§ **Selected extract**
<<<<
As we were about to go our separate ways, he once again pleaded for any help I could give him. Almost having forgotten that I’d be conversing with a houseless man this whole time, I thought back to the last few hours and how he had not made reference to me giving him money. 

I realized how uncommon it was for someone like me to walk around with a houseless man at all, despite his being schizophrenic and my having prior engagements in the city. Yet somehow it seemed if I denied his request again, I would be the one left with regret. Battling within myself, I decided to follow my gut instinct. In disbelief of what I was doing, I saw my hand extend toward him once again—this time with two $20 bills in it.    

Do you believe in karma?

On the train ride home, I still had mixed feelings about whether I did the right thing. Looking for some sort of assurance, I asked a fellow rider if he believed in karma. “No way in hell,” he answered almost instantly, not needing to give a second of thought to it. 

Lying back in my seat, I stared out the window as the towns flew by. Somehow, as illogical a decision I felt I made, my pockets didn’t feel so empty and I didn’t experience the deep pang of regret that I was afraid of.
>>>>
§ **Extracted entries**
<<<<
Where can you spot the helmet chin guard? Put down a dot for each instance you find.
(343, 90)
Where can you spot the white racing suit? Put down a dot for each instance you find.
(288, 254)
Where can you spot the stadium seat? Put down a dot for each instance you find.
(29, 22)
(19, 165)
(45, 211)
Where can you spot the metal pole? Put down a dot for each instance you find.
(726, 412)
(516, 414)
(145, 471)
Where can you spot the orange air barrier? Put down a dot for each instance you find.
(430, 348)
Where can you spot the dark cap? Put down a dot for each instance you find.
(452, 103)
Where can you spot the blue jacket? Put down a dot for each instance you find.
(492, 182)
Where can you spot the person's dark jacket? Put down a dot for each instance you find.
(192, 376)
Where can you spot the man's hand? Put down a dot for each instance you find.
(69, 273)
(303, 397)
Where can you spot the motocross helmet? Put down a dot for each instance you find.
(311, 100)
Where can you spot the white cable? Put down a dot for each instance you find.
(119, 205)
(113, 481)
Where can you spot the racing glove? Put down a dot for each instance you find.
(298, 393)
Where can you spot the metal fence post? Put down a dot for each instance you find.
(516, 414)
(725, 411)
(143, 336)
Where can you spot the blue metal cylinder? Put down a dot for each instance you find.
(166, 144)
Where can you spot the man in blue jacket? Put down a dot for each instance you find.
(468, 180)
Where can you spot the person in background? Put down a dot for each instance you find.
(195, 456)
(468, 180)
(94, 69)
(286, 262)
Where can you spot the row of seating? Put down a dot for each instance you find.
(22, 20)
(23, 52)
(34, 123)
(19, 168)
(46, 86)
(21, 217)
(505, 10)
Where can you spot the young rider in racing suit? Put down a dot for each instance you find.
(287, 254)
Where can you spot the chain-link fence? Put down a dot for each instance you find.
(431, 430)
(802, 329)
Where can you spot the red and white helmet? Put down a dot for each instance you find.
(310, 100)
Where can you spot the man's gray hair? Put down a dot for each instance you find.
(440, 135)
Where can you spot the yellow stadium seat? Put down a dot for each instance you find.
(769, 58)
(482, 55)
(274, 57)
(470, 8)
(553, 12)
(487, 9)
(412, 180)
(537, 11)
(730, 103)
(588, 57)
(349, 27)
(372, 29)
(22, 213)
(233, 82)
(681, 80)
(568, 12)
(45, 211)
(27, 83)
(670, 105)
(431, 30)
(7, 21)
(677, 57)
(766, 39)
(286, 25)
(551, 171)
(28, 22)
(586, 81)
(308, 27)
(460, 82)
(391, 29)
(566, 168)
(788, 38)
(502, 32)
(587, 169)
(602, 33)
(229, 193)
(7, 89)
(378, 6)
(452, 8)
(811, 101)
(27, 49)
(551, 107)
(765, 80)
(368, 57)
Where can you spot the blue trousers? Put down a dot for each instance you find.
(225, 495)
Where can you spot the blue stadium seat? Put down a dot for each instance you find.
>>>>
§ **Things to do**
1. Reproduce the passage about the houseless man word for word, everything from "As we were about" down to "giving him money.".
2. Carry on the passage about giving money to a houseless man, picking up right after its final sentence.
The records have no connection to the passage about meeting a houseless man.

§ **Answers for the exercise**
1.
As we were about to go our separate ways, he once again pleaded for any help I could give him. Almost having forgotten that I’d be conversing with a houseless man this whole time, I thought back to the last few hours and how he had not made reference to me giving him money.

2.
In retrospect, I didn’t go to the city for merely a show, but for some sort of enjoyment: some time to sit back and think about things, to hear new perspectives. When it was all said and done, I spent my time in the city that night and received all that I’d asked for. I’ve heard it said how some of the most interesting conversations an individual will have will be with a complete stranger; I’ve always been a skeptic, but that Thursday evening was clear evidence of it.

It may very well be true that everything William said was a lie from the beginning, but if that‘s true, I must admit, he did a great job at it. I rode home with racing thoughts about things I hadn’t considered since I was a child. I also mulled over the value of $40, but the thought was soon pushed away as the other things we discussed came to mind.